Task to carry out: Copy the entries that follow, exactly and completely.
The input START
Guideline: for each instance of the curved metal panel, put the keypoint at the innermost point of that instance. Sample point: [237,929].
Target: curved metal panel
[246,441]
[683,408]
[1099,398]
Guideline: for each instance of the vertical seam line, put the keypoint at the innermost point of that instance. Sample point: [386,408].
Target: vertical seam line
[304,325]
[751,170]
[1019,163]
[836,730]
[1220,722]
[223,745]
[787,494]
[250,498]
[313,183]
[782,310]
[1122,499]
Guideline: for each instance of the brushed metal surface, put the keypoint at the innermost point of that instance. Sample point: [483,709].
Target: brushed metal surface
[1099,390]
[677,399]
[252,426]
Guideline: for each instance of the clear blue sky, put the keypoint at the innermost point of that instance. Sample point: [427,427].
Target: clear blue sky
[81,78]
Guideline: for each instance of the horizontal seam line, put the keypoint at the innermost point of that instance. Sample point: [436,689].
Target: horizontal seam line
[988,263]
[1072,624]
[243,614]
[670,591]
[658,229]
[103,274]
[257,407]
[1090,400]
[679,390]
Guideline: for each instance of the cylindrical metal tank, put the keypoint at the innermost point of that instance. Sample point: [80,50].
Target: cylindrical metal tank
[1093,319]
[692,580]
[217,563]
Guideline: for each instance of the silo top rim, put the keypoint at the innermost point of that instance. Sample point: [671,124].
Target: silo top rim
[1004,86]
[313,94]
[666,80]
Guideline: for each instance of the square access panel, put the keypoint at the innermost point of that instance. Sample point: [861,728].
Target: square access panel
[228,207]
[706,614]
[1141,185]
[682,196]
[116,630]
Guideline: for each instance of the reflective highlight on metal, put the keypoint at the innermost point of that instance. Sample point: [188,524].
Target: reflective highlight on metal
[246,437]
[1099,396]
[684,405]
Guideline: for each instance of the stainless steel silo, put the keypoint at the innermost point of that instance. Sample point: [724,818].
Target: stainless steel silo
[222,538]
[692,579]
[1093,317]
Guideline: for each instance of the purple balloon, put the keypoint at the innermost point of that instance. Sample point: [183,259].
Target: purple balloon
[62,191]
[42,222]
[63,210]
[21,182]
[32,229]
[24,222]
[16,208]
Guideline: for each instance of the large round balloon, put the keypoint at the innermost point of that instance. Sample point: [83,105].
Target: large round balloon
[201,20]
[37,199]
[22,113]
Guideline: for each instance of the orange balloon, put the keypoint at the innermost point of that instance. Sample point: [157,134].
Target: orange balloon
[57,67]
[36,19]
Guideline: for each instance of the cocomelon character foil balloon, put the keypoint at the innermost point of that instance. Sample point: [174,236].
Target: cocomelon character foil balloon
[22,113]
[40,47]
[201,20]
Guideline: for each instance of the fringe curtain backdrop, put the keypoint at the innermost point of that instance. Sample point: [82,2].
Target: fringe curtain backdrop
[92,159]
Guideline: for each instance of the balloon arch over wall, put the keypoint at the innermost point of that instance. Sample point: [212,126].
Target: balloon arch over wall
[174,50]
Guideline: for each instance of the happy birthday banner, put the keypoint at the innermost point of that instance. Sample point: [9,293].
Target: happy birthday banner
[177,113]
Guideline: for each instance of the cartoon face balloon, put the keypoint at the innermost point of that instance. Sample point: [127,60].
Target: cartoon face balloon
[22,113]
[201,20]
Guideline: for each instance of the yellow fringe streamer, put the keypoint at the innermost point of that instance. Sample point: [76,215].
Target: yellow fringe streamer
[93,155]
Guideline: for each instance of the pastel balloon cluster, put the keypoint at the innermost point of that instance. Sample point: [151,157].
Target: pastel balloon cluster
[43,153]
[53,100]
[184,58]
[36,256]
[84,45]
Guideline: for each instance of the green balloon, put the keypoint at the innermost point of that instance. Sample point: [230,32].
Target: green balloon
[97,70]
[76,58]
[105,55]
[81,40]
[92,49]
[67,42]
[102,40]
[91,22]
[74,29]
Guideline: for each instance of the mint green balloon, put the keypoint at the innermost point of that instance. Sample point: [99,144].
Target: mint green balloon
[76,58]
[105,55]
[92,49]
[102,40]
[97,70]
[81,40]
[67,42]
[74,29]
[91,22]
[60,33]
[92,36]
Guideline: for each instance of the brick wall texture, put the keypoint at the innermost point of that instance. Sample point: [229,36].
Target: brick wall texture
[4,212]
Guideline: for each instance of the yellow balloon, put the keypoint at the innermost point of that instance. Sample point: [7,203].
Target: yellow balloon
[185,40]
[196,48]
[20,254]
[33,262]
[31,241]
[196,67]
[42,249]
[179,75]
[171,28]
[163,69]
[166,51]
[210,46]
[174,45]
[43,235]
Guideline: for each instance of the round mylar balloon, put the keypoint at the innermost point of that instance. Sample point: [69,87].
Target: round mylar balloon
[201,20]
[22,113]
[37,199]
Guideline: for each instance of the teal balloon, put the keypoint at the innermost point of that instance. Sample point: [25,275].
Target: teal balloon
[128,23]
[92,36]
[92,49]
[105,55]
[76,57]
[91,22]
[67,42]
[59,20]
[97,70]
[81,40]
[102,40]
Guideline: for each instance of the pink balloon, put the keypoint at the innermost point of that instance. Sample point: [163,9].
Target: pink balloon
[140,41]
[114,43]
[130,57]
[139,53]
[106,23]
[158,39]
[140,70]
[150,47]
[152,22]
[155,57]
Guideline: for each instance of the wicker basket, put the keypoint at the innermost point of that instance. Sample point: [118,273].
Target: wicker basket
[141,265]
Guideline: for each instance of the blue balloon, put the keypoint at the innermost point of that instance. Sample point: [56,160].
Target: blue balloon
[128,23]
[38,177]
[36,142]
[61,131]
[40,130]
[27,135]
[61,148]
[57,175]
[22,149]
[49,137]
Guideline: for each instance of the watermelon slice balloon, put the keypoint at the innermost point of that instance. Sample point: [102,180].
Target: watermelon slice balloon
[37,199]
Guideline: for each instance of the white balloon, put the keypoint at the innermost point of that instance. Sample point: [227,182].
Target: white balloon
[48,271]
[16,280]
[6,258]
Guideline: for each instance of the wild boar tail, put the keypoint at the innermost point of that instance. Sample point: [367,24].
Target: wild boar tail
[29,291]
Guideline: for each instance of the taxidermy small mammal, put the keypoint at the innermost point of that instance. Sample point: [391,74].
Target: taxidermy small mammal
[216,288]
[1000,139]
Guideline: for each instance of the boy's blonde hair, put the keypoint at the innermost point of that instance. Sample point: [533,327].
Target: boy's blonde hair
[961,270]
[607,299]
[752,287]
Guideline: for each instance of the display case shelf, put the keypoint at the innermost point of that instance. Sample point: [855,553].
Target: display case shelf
The input END
Written response:
Guideline: for each instance of the curved metal panel, put the keypoint at the innermost point of that instance. Sample point: [237,929].
Target: curved metal panel
[246,441]
[683,408]
[1099,398]
Guideline: for each instance of the vertical seam line, put the keypoint at the innermost point of that instance. Sample point: [386,408].
Target: vertical seam line
[304,325]
[751,170]
[1019,163]
[836,730]
[1220,722]
[223,745]
[787,494]
[250,498]
[313,183]
[782,310]
[1122,499]
Guideline: for each instance of the brushed metal surface, put the keypoint at the innermost point of that instance. Sample point: [483,709].
Target: brushed metal surface
[1099,390]
[677,399]
[252,426]
Guideline: for each instance of the clear blue sky, put the keypoint at the innermost point of that instance. Sample point: [427,427].
Target: clear blue sky
[81,78]
Guideline: for each instance of the horizontal seam line, put the keypoint at the innermost point of that instance. Sample point: [436,689].
Target: horizontal seam line
[988,263]
[1072,624]
[243,614]
[670,591]
[658,229]
[103,274]
[257,407]
[1090,400]
[679,390]
Guideline: for each instance of the cylindrical metal tank, put the keypoint at the innermost point of that instance. Sample point: [80,50].
Target: cylindrical metal tank
[1093,319]
[692,580]
[217,563]
Guideline: for each instance of the silo top rim, put the keypoint at the innermost point of that instance. Sample point: [671,124].
Target: silo top rim
[1004,86]
[313,94]
[666,80]
Guideline: for each instance of the square access panel, put the keypoint at the innermost point of that instance. Sample point: [861,728].
Target: square access panel
[228,207]
[706,614]
[1141,185]
[682,196]
[116,630]
Guideline: for each instance of the reflective highlight on metal, put the keypoint at the innermost point of that instance. Sample point: [188,524].
Target: reflective highlight on metal
[246,437]
[1099,396]
[684,405]
Guideline: for each instance of the stainless steel silo, put the keypoint at the innermost point of that instance. Sample point: [724,818].
Target: stainless steel silo
[222,538]
[692,579]
[1093,317]
Guideline: for each instance of the purple balloon, put the keypoint at the innermost point of that instance. Sample point: [183,259].
Target: purple balloon
[62,191]
[42,222]
[63,210]
[21,182]
[32,229]
[24,222]
[16,208]
Guideline: for each instance of the large round balloon, put the keypoint at the innermost point of that instance. Sample point: [83,105].
Target: large round balloon
[201,20]
[37,199]
[22,113]
Guideline: for each instance of the orange balloon, put the keypoint at the innermost point of that instance. Sample point: [157,134].
Target: orange balloon
[57,67]
[36,19]
Guideline: for each instance of the cocomelon character foil balloon, put the keypoint at the innermost point of that instance. Sample point: [174,236].
Target: cocomelon character foil balloon
[22,113]
[40,47]
[201,20]
Guideline: for each instance of the fringe curtain backdrop, put the keypoint at the innermost point of that instance. Sample point: [82,2].
Target: fringe curtain backdrop
[92,159]
Guideline: for each instance of the balloon arch over wall, put the keypoint at the innermost point of that instance. Sample point: [212,126].
Target: balloon arch over wall
[174,50]
Guideline: for each instance of the happy birthday banner, put the keypoint at the innermost point of that instance. Sample point: [9,293].
Target: happy birthday banner
[177,113]
Guideline: for each instance of the cartoon face balloon, put the keypoint at the innermost point of that instance. Sample point: [127,60].
Target: cartoon face balloon
[22,113]
[201,20]
Guideline: for each instance of the yellow fringe streamer, put the keypoint at the innermost point of that instance. Sample point: [76,215].
Target: yellow fringe streamer
[93,155]
Guideline: for each instance of the pastel balloon cluster, put the keypoint at the innermost point of that instance. Sample point: [151,157].
Target: pastel balloon cluster
[43,153]
[53,100]
[184,58]
[36,256]
[84,45]
Guideline: for each instance of the green balloon, put the keypoint at the innermost point of that instance. Sample point: [230,32].
Target: green balloon
[97,70]
[76,58]
[105,55]
[81,40]
[92,49]
[67,42]
[102,40]
[91,22]
[74,29]
Guideline: for each instance of the mint green balloon, put the keypoint at the innermost point of that instance. Sample point: [99,144].
Target: mint green balloon
[76,58]
[105,55]
[92,49]
[102,40]
[97,70]
[81,40]
[67,42]
[74,29]
[91,22]
[60,33]
[92,36]
Guideline: for each instance of the brick wall texture, put the keypoint at the innermost point of that instance. Sample point: [229,36].
Target: brick wall texture
[4,212]
Guideline: for each instance of the yellow balloon, put the keypoint at the innermost point of that instance. Sample point: [7,203].
Target: yellow balloon
[185,40]
[196,48]
[20,254]
[33,262]
[31,241]
[196,67]
[42,249]
[179,75]
[171,28]
[163,69]
[166,51]
[210,46]
[174,45]
[43,235]
Guideline: for each instance of the round mylar balloon, put the keypoint at the innermost point of that instance. Sample point: [69,87].
Target: round mylar balloon
[201,20]
[22,113]
[37,199]
Guideline: for each instance of the teal balloon, put the keypoint at the innermost point of that instance. Sample point: [25,275].
Target: teal balloon
[128,23]
[92,36]
[92,49]
[105,55]
[76,57]
[91,22]
[67,42]
[59,20]
[97,70]
[81,40]
[102,40]
Guideline: for each instance of the pink balloon, put the keypoint at the innermost point of that instance. Sample point: [163,9].
Target: pink balloon
[140,41]
[114,43]
[130,57]
[139,53]
[106,23]
[158,39]
[140,70]
[150,47]
[152,22]
[155,57]
Guideline: for each instance of the wicker basket, put the keypoint at the innermost point of that instance. Sample point: [118,273].
Target: wicker basket
[141,265]
Guideline: for each instance of the blue balloon, put the keypoint at the innermost point of that instance. Sample point: [56,160].
Target: blue balloon
[128,23]
[38,177]
[36,142]
[61,131]
[40,130]
[27,135]
[61,148]
[57,175]
[22,149]
[49,137]
Guideline: for each instance of the watermelon slice balloon, put the keypoint at the innermost point of that instance. Sample point: [102,180].
Target: watermelon slice balloon
[37,199]
Guideline: for each instance of the white balloon, put the keypoint at the innermost point of that instance. Sample point: [227,182].
Target: white balloon
[48,271]
[16,280]
[6,258]
Guideline: for each instance of the wild boar tail, put the keypoint at the innermost point of that instance. Sample point: [367,24].
Target: wild boar tail
[29,291]
Guideline: for each instance of the taxidermy small mammal, put the keypoint at the innermost point of that instance. Sample point: [391,74].
Target: taxidermy small mammal
[216,288]
[1000,139]
Guideline: for each instance of the boy's blonde hair, put the keypoint at the innermost point of that instance. Sample point: [533,327].
Target: boy's blonde hair
[961,270]
[607,299]
[752,287]
Guideline: for each instance of the display case shelf, put the keypoint at the innermost point of that instance. Sample point: [855,553].
Target: display case shelf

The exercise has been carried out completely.